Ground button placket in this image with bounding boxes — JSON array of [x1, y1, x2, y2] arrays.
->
######
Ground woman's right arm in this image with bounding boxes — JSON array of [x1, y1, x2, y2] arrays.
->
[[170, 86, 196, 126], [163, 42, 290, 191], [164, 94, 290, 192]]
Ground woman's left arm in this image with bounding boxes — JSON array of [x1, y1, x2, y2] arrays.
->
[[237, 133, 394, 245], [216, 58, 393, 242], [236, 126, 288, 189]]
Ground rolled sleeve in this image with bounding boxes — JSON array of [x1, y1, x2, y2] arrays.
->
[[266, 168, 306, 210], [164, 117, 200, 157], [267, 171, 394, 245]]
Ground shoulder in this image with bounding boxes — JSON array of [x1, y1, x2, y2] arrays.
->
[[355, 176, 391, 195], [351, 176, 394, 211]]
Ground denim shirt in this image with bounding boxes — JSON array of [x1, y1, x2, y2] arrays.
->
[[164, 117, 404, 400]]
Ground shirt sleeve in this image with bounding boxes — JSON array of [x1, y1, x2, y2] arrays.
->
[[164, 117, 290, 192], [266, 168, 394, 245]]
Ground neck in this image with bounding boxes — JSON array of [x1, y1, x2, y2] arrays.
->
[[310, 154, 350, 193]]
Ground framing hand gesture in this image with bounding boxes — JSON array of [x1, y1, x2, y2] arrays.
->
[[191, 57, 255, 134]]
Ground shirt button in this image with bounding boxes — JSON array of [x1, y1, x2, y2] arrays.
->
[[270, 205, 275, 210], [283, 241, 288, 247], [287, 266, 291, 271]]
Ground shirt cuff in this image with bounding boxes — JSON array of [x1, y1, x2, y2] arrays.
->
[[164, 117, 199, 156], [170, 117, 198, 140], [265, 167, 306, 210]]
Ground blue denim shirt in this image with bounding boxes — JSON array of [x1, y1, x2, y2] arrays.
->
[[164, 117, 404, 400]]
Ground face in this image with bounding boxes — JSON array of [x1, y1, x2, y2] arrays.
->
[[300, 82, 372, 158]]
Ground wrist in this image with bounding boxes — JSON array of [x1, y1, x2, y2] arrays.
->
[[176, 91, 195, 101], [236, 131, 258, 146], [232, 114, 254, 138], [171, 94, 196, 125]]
######
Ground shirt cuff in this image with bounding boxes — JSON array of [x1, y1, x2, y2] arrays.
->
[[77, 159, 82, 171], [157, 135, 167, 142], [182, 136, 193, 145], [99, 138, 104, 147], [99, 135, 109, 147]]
######
ABOUT THIS TASK
Look through the entries above and find each line where the word "woman" occurs; copy those lines.

SOLUTION
Ground woman's right arm in this image with bounding boxes — JSON array of [x1, y1, x2, y2] arrays.
Ground woman's left arm in this image with bounding boxes — JSON array of [x1, y1, x2, y2] arrays.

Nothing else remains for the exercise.